(EXERCISE INPUTS begins)
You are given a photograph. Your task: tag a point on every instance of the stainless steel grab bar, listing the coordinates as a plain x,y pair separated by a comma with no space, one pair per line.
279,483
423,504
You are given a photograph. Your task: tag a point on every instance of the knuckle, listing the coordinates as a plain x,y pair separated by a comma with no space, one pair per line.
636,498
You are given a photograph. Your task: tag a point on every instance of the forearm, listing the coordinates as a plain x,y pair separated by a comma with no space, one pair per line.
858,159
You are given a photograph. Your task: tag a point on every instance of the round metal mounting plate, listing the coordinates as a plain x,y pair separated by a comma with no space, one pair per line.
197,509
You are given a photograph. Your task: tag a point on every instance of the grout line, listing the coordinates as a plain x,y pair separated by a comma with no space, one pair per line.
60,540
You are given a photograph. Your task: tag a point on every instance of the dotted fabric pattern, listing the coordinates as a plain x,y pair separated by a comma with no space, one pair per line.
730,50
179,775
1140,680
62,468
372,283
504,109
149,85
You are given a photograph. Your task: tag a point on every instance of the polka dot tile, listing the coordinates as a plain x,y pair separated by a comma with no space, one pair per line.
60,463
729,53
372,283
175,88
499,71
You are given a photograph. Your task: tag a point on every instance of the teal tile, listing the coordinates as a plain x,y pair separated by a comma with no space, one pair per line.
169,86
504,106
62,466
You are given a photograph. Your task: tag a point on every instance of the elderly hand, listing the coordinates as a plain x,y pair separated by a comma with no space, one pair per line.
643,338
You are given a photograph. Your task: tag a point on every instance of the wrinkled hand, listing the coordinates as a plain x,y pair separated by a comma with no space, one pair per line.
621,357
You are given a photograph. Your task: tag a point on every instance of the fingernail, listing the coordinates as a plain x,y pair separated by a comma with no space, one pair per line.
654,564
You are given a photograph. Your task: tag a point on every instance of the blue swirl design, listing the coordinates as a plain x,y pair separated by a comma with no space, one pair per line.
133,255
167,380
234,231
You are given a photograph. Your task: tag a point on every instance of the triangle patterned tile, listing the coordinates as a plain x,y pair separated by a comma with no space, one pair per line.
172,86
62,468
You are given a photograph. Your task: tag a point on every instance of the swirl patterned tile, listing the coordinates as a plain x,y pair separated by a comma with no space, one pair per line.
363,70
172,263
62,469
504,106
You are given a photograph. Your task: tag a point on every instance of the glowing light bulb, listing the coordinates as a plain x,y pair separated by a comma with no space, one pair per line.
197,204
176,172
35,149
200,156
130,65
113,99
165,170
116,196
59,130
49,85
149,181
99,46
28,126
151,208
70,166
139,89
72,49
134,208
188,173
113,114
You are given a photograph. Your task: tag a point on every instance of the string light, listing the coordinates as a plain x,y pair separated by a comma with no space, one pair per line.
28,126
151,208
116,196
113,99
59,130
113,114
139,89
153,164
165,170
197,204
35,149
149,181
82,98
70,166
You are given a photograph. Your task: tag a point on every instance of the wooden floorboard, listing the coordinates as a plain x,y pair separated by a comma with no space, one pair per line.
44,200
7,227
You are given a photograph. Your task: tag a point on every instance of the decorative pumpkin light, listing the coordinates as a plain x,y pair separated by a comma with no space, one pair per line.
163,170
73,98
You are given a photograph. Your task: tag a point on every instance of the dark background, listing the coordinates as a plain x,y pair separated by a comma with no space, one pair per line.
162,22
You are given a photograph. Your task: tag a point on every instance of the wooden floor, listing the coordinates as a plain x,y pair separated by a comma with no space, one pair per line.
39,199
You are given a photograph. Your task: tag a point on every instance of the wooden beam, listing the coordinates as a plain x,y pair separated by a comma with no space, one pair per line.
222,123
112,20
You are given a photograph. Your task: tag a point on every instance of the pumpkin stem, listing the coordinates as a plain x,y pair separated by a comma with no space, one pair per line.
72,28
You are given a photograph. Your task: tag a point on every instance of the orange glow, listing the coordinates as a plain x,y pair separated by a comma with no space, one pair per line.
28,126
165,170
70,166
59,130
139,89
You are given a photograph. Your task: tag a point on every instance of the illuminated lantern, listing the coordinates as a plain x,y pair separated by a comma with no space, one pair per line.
(EXERCISE INPUTS ends)
◆ TASK TO CARRY OUT:
Exactly as they appear above, give the entries again.

◆ SOLUTION:
You are given a photograph. Your task: tag a point on every instance of the stainless steel grab bar, listing the coordinates as a plain x,y pair separated by a comma with no space, one pair per line.
279,483
423,504
You are given a photograph. Your task: tag a point on every instance of the knuckle, listing the coordinates as a plain x,y pair separated by a comma with no space, one pair per line.
636,498
You are given a photograph. Your task: tag a point on every instance of the forearm, listing the coordinates as a plain x,y pair separated by a comma with no space, one pair per line.
858,159
You are given a photograph. Your task: tag a point on every instance of the round metal mounting plate, listing the coordinates as a plain x,y pair separated by a comma with no space, one pair per line.
197,509
You are given a photograph. Your task: tag a point on every instance of the grout line, listing the coordinates as a plain x,y pair separated by a comma with no space, one pair per line.
60,540
You are given a photograph. Your task: tag a point on every instance of the dotted fabric pattern, listing the coordinates as a plain x,y pair separated by a comma with no space, one pair per line.
730,50
179,775
1140,680
62,468
372,283
504,109
149,85
You are given a photograph. Your task: tag a point on every instance of the polka dot tile, listing the coordinates as a plain x,y pair separated by a comma with no space, one pair per line.
60,463
729,53
372,283
175,88
499,71
You are given a photograph. Your task: tag a point on every instance of the teal tile, listing the coordinates as a plain x,y pair separated by a comma with no space, one pair per line.
169,86
504,106
62,466
You are given a photograph. Your task: tag a point on every instance of the elderly hand, listing the coordinates as a plain x,y pair separated by a comma with no space, one pair per line.
643,338
You are given a photograph. Your task: tag a point on every instance of the wrinkled hand, listing the coordinates as a plain x,y pair separated by a comma with no space, one pair per line.
621,357
You are given a photograph. Your task: tag a point on every instance of the fingernail, listing the coordinates as a plain x,y pair separated by a comma with no space, one pair per line.
654,564
You are given a photograph. Your task: tag a point on every instance of the blue swirl design, listing the coordinates as a plain x,y pair separated by a comma with no space, one pair per line.
133,255
167,380
234,231
You are given a photograph. Your task: tag a point on every instance of the triangle patterned tile, listing the coordinates as a plain x,y pair separated by a comma with no space, one pair per line.
172,86
62,468
You are given a photograph. Your task: tag a point on every instance of the swirl patterned tile, listing the coordinates as a plain x,y pair separated by a comma with no space, one pair per line.
363,70
172,263
62,469
504,106
You are given a photograph. Your task: tag a point on every instance of the glowing light bulb, listing the coordinates as a plain x,y pair separated by a comma with no space, one pair per line.
197,204
176,172
35,149
200,156
130,65
113,99
165,170
116,196
59,130
49,85
149,181
99,46
28,126
151,208
70,166
139,89
72,49
134,208
188,173
113,114
You are given a photograph. Your task: tag a point on every instance of the string light, listing the coordinates as a plain x,y pair separated by a comma with no space, one pair per line.
28,126
151,208
116,196
113,99
59,130
113,114
139,89
153,164
165,170
197,204
35,149
149,181
82,98
70,166
You are given a photograph. Your task: tag a point on every instance of the wooden floorboard, listing the coordinates as a plain x,y pair separated by a comma with no space, one pair per line.
44,200
7,227
You are given a photograph. Your task: tag a point on every instance of the decorative pumpkin light, listing the coordinates as a plain x,y pair separated by a comma with no space, one pair per line.
163,170
73,98
You are given a photograph. Your task: tag a point on every instance of the dark background, listing the coordinates as a plain x,y pair separated by a comma with no space, one pair per line.
162,22
You are given a photograph. Your task: tag a point on every instance of the wooden floor, listing the coordinates as a plain x,y pair separated by a comma with no space, one pair per line.
39,199
You are given a photograph. Your task: tag a point on every instance of the wooden beam, listing the coordinates as a plain x,y pair separated by a comma with no space, one pair per line.
222,123
112,20
You are given a photograph. Your task: tag a point on every instance of the pumpkin stem, listing the coordinates as a plain x,y pair separated by a comma with no space, one pair per line.
72,28
You are given a photograph. Your task: tag a point on every instance of the orange glow, listing the coordinates as a plain x,y pair separated by a comma with no space, one pair per line.
28,126
165,170
70,166
59,130
139,89
You are given a photograph. Your task: tag a point on every instance of the illuminated lantern, listing the coordinates as a plain x,y pair separated by a comma with no space, one pair per line.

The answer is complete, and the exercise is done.